EXERCISE:
Write out exactly, with no other output, the lines below from the one that contains "of the riverbank" through the end.

▬▬▬▬▬▬

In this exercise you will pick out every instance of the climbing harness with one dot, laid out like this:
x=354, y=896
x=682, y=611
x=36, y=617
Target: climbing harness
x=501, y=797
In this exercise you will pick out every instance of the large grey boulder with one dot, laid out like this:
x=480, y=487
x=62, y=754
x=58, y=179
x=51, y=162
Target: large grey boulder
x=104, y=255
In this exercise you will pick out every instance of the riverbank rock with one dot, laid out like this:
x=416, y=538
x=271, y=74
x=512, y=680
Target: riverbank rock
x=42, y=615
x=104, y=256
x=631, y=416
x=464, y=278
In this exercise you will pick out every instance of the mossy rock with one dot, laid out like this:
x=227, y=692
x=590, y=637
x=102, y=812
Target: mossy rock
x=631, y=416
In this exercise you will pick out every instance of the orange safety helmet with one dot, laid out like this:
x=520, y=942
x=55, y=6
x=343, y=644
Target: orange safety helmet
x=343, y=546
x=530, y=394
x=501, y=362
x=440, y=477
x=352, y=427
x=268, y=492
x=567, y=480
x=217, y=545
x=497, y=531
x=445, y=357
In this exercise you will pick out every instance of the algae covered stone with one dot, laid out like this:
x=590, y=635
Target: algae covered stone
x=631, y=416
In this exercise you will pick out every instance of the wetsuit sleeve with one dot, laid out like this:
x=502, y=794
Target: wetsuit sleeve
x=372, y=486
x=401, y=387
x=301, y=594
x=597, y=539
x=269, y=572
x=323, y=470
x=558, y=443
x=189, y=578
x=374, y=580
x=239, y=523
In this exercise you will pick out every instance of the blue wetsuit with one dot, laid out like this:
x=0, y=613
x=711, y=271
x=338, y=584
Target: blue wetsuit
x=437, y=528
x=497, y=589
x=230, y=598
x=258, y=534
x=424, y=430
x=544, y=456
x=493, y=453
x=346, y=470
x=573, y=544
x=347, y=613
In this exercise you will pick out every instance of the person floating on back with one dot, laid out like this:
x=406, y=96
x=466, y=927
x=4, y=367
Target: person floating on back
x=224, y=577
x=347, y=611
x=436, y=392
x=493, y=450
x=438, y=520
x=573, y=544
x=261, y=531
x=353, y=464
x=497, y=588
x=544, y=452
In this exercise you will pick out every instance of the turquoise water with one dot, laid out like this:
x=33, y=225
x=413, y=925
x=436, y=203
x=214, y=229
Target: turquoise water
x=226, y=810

▬▬▬▬▬▬

SOLUTION TO THIS PROBLEM:
In this exercise you will pick out every instance of the riverbank rock with one dot, laid out like this:
x=416, y=538
x=271, y=74
x=512, y=680
Target: riverbank rock
x=42, y=615
x=104, y=256
x=631, y=416
x=464, y=278
In this exercise you will pick out every instance of the mossy rock with one dot, laid out like this:
x=227, y=692
x=590, y=637
x=102, y=812
Target: mossy rock
x=631, y=416
In this exercise you will pick out every instance of the orange safety helmet with one dot, laid out like this:
x=520, y=942
x=55, y=6
x=343, y=644
Target: orange safety helmet
x=343, y=546
x=530, y=394
x=501, y=362
x=440, y=477
x=352, y=427
x=268, y=492
x=567, y=480
x=217, y=545
x=497, y=531
x=445, y=357
In this exercise you will pick out every instance of the algae covered stone with one dot, laid out like this:
x=590, y=635
Target: algae covered stone
x=631, y=416
In this exercise you will pick out every instance of the wetsuit sleeve with one dot, laid out like this:
x=502, y=794
Target: wetsuit sleeve
x=372, y=486
x=401, y=387
x=301, y=594
x=597, y=539
x=269, y=572
x=323, y=470
x=558, y=443
x=189, y=578
x=374, y=580
x=239, y=523
In this exercise you will pick out every instance of the blue wetsuit with one dot, laid out like this:
x=0, y=613
x=711, y=271
x=338, y=584
Target: blue wetsuit
x=437, y=528
x=497, y=589
x=230, y=598
x=258, y=534
x=424, y=430
x=544, y=456
x=493, y=453
x=346, y=470
x=573, y=544
x=347, y=613
In this exercise you will pick out every instance of the person floating on back with one dot, laid out like this:
x=406, y=96
x=466, y=927
x=4, y=367
Target: person floating on back
x=224, y=577
x=347, y=611
x=436, y=392
x=493, y=450
x=438, y=520
x=573, y=544
x=261, y=531
x=353, y=464
x=497, y=588
x=544, y=452
In this exercise you will pick out every instance of the turquoise water with one dot, laid out like this:
x=33, y=225
x=413, y=925
x=436, y=203
x=214, y=229
Target: turquoise water
x=226, y=810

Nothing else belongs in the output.